Work to do ->
1 - Reproduce everything in the Christmas blog entry from "Friday, December 26, 2008" down to "O.C.D. level, really.".
2 - Answer these questions about the Christmas blog entry:
(a) What date is shown on the entry's posting?
(b) What did the writer and Brian consume on the night before Christmas Eve?
(c) To whom did Brian mail the Web address?
3 - Extend the Christmas blog entry beyond its final sentence.

═══ Article

Based on a work at whit-superfriends.blogspot.com. Super Friends: A Very Convict Christmas (written Dec. 23)

Friday, December 26, 2008

A Very Convict Christmas (written Dec. 23)

Brian and I have spent this night before Christmas Eve consuming vast amounts of processed sugar and balls of cheesy fried cornmeal, and bouncing from topic to topic in conversation. My blog has come up as he asked whether I was writing anything about Christmas. I told him I wasn't sure yet. If there is going to be a Christmas entry, he will undoubtedly find out whether I tell him or not, because a couple of weeks ago I foolishly gave him the Web address which he promptly mailed to his sister, who will keep him informed. Because of this I now must present him in the best light, keeping secret certain facts like his habit of washing his bedsheets on a seasonal basis rather than a weekly one. Oops, I mean about his habit of being meticulously organized and sanitary. At an O.C.D. level, really.

══════
═══ Collected material

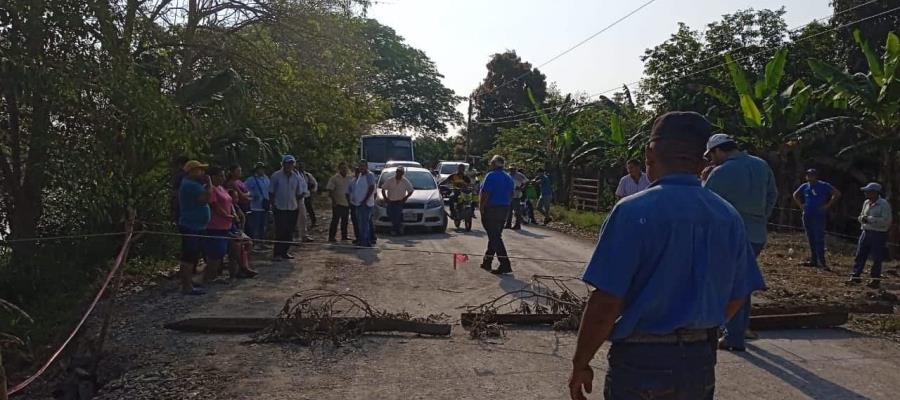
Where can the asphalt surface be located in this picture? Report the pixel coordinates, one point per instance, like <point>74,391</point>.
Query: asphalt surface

══════

Written answers ->
1 -
Friday, December 26, 2008

A Very Convict Christmas (written Dec. 23)

Brian and I have spent this night before Christmas Eve consuming vast amounts of processed sugar and balls of cheesy fried cornmeal, and bouncing from topic to topic in conversation. My blog has come up as he asked whether I was writing anything about Christmas. I told him I wasn't sure yet. If there is going to be a Christmas entry, he will undoubtedly find out whether I tell him or not, because a couple of weeks ago I foolishly gave him the Web address which he promptly mailed to his sister, who will keep him informed. Because of this I now must present him in the best light, keeping secret certain facts like his habit of washing his bedsheets on a seasonal basis rather than a weekly one. Oops, I mean about his habit of being meticulously organized and sanitary. At an O.C.D. level, really.

2 -
(a) Friday, December 26, 2008
(b) Vast amounts of processed sugar and balls of cheesy fried cornmeal
(c) His sister

3 -
We talked a little about what Christmases were like for us growing up, what traditions our families observed. Brad asked me if my family put milk and cookies out for Santa. Of course we did, I told him.

"Well, I felt I needed to ask," he said. "After all, you don't eat stuffing." [See the "Happy Thanksgiving" post.]

You know, I'll be more than a little sad when Christmas has passed. Obviously it's tough to be stuck with only memories of the past and hopes for holidays in the future. And the unceasing profusion of grotesquely jolly and maudlin Christmas songs on the radio is enough to drive a person insane. But it is precisely those elements of the season which pull the Christmas spirit past the razor wire, through the bars and into the thoughts of all of us locked away. Even here in the hole there is an emotional charge in the air, a jovial and vaguely exhilarating energy in the atmosphere which is inescapable. For the couple of weeks before every Christmas just a trace of goodwill and compassion emanates from even the most hardened gangster and down-trodden prison bitch. The Crips and Bloods won't exactly be singing carols hand-in-hand, but perhaps instead of stabbing each other they'll solve their differences with a heated rock-paper-scissors competition. Of maybe a dance-off.

Unfortunately, the day after usually brings with it a general state of something akin to anticlimax. Or maybe it's better described as a sobering reminder of reality, leaving us all just a tad surlier than when we were before the first time that awful "Jingle Bells" was played on the radio.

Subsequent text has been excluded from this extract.